Work order:
From the line containing "the woman with" onward, every line of the entries is to be set down exactly, the last line included.

[Photo-based referring expression data]
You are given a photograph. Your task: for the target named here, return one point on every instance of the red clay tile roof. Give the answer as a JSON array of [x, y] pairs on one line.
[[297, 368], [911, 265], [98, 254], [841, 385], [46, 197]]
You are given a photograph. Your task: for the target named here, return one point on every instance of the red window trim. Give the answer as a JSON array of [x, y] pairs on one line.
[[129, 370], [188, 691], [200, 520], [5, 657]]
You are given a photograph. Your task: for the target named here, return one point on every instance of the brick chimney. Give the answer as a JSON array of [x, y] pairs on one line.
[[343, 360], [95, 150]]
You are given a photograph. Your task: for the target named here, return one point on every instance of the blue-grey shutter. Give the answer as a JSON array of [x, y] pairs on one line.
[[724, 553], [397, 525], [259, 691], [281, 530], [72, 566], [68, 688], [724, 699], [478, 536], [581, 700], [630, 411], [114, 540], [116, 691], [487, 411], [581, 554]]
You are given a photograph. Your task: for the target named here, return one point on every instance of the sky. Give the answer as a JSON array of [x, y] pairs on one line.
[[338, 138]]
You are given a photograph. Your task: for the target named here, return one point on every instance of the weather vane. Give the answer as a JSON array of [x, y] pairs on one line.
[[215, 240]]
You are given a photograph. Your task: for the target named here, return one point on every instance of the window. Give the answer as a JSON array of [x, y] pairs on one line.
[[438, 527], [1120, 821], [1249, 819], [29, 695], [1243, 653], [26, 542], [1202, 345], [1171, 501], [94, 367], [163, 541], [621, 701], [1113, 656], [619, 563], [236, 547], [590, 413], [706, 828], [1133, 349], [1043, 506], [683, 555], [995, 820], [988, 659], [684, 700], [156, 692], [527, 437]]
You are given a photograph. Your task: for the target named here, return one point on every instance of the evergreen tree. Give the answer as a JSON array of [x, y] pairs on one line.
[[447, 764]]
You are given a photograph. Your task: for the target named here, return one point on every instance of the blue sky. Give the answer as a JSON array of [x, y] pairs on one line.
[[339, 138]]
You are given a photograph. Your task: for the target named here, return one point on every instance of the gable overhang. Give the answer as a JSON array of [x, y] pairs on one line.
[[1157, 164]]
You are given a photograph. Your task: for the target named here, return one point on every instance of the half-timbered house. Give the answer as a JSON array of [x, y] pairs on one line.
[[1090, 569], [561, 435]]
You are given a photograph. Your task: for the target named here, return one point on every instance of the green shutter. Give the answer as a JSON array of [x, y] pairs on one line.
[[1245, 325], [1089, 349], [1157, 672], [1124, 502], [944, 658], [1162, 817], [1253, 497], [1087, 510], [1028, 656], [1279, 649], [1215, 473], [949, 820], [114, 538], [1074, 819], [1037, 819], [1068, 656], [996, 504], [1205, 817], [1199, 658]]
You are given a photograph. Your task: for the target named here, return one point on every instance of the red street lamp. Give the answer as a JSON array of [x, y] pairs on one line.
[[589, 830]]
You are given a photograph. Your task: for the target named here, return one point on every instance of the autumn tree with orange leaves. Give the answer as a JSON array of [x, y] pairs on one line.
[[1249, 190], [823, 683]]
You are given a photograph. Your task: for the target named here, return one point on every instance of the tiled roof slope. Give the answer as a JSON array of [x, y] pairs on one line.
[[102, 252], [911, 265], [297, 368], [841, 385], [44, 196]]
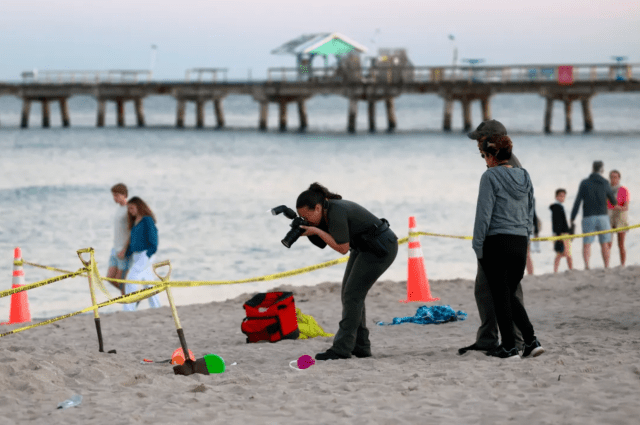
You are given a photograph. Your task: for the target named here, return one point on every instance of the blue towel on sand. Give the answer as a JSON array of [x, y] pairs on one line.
[[428, 315]]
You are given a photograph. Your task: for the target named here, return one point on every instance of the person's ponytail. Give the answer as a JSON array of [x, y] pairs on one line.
[[316, 194], [317, 187]]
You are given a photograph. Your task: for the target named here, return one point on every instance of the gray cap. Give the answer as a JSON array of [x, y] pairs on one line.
[[488, 128]]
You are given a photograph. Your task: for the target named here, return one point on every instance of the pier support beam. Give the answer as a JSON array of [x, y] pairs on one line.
[[567, 115], [264, 112], [466, 114], [217, 105], [586, 114], [283, 115], [548, 113], [372, 115], [26, 110], [302, 113], [353, 114], [180, 110], [391, 114], [199, 113], [486, 108], [448, 111], [139, 111], [46, 115], [120, 112], [64, 112]]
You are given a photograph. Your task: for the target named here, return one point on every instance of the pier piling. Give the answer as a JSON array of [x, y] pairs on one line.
[[264, 112], [200, 113], [139, 111], [372, 116], [466, 114], [46, 115], [486, 108], [26, 110], [217, 105], [567, 115], [101, 113], [302, 113], [548, 114], [586, 113], [391, 114], [353, 114], [180, 110], [64, 112], [448, 111], [283, 115]]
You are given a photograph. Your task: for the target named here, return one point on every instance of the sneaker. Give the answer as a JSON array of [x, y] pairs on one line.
[[473, 347], [503, 353], [532, 350], [330, 355], [361, 353]]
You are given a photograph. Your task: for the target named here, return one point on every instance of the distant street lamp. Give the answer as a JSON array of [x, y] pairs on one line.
[[620, 68], [152, 59], [455, 50], [473, 63]]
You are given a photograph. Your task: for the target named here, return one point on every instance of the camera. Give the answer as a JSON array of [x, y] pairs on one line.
[[292, 236]]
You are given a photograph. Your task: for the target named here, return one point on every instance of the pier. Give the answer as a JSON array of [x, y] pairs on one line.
[[556, 83]]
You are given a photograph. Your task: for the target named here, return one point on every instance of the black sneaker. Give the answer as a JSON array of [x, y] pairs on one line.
[[330, 355], [503, 353], [361, 353], [532, 350], [472, 347]]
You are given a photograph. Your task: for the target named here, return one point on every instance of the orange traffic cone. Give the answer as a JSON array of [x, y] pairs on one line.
[[417, 282], [19, 309]]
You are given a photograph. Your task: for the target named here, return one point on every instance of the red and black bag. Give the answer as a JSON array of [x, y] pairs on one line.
[[270, 317]]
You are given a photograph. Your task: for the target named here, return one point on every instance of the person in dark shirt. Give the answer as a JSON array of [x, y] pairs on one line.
[[143, 244], [487, 337], [593, 194], [346, 226], [560, 227]]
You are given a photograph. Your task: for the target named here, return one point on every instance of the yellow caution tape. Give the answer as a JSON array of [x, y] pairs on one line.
[[549, 238], [132, 297], [22, 262], [41, 283]]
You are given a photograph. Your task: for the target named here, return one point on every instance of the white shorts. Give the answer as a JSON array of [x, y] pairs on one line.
[[140, 269]]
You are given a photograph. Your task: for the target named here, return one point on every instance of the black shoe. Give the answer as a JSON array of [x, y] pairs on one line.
[[503, 353], [330, 355], [534, 349], [472, 347], [361, 353]]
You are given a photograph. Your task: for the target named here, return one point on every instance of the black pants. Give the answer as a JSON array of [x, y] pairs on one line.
[[488, 336], [363, 269], [504, 261]]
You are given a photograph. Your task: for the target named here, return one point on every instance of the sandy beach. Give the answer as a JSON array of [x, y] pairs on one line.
[[587, 321]]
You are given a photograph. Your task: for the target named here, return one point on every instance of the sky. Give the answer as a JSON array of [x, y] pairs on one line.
[[240, 34]]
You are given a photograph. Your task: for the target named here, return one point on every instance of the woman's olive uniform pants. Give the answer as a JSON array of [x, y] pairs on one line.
[[363, 269]]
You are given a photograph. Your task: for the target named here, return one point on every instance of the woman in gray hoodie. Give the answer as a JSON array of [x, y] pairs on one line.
[[504, 221]]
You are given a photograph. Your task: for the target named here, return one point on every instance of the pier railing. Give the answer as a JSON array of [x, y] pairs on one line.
[[213, 75], [484, 74], [86, 77]]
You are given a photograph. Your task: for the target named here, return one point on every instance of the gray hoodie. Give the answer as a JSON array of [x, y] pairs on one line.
[[505, 205]]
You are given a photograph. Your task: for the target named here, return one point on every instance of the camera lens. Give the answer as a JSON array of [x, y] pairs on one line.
[[291, 237]]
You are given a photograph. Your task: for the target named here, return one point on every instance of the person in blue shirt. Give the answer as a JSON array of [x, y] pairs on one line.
[[143, 244]]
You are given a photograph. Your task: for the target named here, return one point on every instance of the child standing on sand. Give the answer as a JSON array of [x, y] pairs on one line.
[[560, 227], [118, 266]]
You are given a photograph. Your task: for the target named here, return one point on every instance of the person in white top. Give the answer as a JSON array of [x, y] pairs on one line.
[[118, 267]]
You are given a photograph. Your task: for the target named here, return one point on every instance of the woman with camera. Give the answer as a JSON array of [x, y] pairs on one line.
[[346, 226], [504, 221]]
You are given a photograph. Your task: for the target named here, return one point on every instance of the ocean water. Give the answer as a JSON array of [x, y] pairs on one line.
[[211, 190]]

Answer to this task:
You are given a photograph. Your task: for the target named here, return one point on every instance of the woman with camera. Give the answer as a JSON array of [x, y] pairs on one line.
[[346, 226], [504, 221]]
You are given a photograph. Your task: for the target named here, return one point on every instance of the ocean water. Give the answer as a JSON array of [x, y] pairs on one line.
[[211, 190]]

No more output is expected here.